Work to complete: Extract exactly and only the lines of the data below, starting at the line with "In this exercise you will spot the white mane" and stopping after the final line.

Dataset rows:

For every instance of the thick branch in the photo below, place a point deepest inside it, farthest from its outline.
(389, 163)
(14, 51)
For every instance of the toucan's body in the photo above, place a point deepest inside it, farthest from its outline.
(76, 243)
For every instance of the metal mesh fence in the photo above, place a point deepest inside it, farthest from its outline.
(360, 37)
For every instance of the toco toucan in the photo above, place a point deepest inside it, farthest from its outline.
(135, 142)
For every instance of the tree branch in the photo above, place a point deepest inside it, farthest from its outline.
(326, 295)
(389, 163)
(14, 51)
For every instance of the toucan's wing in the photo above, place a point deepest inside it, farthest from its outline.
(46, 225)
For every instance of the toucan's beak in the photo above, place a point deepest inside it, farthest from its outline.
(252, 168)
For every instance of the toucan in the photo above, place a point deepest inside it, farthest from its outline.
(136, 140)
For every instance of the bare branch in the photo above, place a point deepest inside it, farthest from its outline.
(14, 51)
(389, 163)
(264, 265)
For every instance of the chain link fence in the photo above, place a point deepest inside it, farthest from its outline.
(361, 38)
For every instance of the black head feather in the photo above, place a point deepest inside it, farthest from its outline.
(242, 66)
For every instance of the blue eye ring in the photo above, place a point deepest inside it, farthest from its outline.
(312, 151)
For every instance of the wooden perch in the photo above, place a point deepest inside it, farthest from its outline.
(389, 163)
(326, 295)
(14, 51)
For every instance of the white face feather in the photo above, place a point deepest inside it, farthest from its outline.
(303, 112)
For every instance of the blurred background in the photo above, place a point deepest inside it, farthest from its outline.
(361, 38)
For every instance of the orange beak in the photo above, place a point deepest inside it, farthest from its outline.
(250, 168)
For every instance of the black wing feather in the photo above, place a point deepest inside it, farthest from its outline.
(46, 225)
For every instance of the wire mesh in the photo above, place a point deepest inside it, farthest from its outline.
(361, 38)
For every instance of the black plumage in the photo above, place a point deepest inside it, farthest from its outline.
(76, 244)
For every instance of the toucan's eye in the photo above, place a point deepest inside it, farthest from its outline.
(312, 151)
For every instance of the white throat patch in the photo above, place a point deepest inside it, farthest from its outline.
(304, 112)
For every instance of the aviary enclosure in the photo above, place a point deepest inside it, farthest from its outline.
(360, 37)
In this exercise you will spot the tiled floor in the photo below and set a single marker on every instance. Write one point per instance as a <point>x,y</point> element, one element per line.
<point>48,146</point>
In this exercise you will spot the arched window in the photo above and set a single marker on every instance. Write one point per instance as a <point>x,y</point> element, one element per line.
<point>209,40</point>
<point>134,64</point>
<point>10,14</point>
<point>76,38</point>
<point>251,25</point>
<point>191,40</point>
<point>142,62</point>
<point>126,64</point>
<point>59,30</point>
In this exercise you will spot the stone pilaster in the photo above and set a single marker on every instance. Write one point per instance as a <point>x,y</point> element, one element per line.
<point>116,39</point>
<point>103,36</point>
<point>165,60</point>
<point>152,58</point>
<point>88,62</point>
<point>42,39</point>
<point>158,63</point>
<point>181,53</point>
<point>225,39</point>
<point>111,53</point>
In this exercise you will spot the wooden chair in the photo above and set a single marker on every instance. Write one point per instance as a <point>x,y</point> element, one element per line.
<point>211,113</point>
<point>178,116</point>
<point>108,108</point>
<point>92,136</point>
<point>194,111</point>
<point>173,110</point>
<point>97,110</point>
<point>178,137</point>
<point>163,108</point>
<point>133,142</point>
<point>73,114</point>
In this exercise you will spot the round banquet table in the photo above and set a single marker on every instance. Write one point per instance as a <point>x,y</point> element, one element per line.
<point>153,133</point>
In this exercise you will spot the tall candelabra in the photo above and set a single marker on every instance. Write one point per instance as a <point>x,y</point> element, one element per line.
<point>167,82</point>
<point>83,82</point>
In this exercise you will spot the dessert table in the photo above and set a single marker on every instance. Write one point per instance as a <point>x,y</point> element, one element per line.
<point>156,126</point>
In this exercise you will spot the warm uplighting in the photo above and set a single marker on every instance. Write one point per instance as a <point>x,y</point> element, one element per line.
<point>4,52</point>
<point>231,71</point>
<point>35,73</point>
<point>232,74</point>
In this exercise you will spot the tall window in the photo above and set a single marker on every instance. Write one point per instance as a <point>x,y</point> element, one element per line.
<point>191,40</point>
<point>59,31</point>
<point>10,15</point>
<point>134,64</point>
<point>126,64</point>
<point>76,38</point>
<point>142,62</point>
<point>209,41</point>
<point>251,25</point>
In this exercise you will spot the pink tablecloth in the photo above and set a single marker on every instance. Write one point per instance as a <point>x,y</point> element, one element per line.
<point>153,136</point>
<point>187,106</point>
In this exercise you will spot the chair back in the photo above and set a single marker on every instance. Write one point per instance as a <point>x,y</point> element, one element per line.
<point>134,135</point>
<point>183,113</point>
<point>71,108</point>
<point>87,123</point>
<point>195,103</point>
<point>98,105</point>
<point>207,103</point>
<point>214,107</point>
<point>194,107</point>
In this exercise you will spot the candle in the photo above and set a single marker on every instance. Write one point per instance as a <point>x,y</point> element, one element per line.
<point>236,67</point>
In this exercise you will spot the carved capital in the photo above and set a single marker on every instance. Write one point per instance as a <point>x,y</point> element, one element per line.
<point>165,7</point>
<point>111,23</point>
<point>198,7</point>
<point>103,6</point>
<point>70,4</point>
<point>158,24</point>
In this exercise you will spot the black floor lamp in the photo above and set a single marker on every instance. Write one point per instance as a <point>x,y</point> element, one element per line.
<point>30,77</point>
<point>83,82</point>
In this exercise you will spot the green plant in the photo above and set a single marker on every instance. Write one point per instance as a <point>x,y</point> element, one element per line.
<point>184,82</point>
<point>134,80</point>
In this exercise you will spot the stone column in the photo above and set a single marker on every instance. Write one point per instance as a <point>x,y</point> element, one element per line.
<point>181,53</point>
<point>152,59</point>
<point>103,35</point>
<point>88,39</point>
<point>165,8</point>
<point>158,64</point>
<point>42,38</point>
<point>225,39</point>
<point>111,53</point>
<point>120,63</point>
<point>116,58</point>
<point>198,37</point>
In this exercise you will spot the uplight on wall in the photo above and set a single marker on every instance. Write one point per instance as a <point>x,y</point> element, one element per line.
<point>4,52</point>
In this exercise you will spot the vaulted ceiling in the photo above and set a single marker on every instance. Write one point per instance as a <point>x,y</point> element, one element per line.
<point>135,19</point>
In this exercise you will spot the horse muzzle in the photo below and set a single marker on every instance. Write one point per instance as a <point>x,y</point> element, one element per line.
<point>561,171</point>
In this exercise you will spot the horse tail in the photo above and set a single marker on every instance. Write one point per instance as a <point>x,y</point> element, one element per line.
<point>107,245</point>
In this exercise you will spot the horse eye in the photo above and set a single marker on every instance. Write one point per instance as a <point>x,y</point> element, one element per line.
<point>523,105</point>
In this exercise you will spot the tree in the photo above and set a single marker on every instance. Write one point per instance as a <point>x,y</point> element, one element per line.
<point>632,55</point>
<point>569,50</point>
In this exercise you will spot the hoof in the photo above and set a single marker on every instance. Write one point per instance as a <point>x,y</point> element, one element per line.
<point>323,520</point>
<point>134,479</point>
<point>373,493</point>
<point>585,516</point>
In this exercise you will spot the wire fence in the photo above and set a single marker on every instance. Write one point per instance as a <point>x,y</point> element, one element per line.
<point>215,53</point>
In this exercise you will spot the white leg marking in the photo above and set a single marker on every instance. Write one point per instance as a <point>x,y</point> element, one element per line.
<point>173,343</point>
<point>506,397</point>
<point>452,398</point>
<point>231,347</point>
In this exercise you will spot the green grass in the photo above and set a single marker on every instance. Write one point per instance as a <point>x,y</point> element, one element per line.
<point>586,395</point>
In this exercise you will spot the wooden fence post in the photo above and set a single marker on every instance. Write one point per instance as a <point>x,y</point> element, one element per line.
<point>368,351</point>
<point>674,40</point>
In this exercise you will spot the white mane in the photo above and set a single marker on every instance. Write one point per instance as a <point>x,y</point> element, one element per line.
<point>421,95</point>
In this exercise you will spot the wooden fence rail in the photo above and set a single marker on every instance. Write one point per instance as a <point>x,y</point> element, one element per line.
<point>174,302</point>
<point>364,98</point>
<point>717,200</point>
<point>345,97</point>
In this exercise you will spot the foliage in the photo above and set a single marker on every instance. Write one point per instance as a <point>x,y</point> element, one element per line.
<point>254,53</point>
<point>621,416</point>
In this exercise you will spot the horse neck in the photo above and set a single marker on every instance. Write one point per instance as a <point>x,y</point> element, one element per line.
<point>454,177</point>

Task output:
In this exercise you will spot the white mane in the photo above and set a single marker on every instance. Write one point per instance as a <point>x,y</point> element, one element per line.
<point>421,95</point>
In this exercise you will spot the wooden fence rail in the photo above and set a single marker on every instance. Write one point per instance as a <point>x,y</point> element, one element per line.
<point>174,302</point>
<point>364,98</point>
<point>717,200</point>
<point>345,97</point>
In this exercise you will spot the foliage in the photo above and set a single marker on every instance. Write one point per instance as a <point>x,y</point> element, one element per line.
<point>254,53</point>
<point>621,416</point>
In this exercise you will spot the horse neck in the photo above and set a single marker on every instance. Write one point per instance as a <point>x,y</point> element, one element per line.
<point>454,177</point>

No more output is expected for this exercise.